Please copy out every line of the data below, requests included, and lower each coordinate in the answers by 21.

--- Record list ---
== == ==
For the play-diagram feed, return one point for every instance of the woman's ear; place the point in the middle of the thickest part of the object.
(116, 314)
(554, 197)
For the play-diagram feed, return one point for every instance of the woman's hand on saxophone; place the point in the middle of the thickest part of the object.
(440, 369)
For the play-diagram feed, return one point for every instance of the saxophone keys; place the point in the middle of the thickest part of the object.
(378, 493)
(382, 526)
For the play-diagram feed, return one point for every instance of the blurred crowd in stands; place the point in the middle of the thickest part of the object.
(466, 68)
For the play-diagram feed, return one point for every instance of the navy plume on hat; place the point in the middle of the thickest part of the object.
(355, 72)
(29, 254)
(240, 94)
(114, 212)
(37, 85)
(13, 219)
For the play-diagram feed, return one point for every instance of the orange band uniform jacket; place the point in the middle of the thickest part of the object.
== == ==
--- Response to this exercise ---
For the play-diagram feed, return one point for every instance of the woman's ear; place the point in the middle of the thickest part of the object.
(95, 293)
(533, 176)
For the play-diagram feed, return one point for every instance of the woman's hand on saxophone; place the point in the middle of the thickest part of the object.
(419, 348)
For the play-diagram feed, return one point for every instance of the saxophone keys; place the point in the middle of the thickest part of the object.
(357, 472)
(361, 505)
For the play-diagram feed, return one point for every instance of the blurred crowd in stands; place the point in the middle of the thickest part of the object.
(445, 47)
For the play-diagram feed, return one point for every instance of the navy plume on hat; place the point in the middle of the thickest part of the object.
(334, 51)
(8, 233)
(219, 73)
(93, 191)
(16, 64)
(-8, 198)
For the play-diagram feed, return one point for every instance of the orange band uniform jacket; place the point in the middle of the thickest part of the object.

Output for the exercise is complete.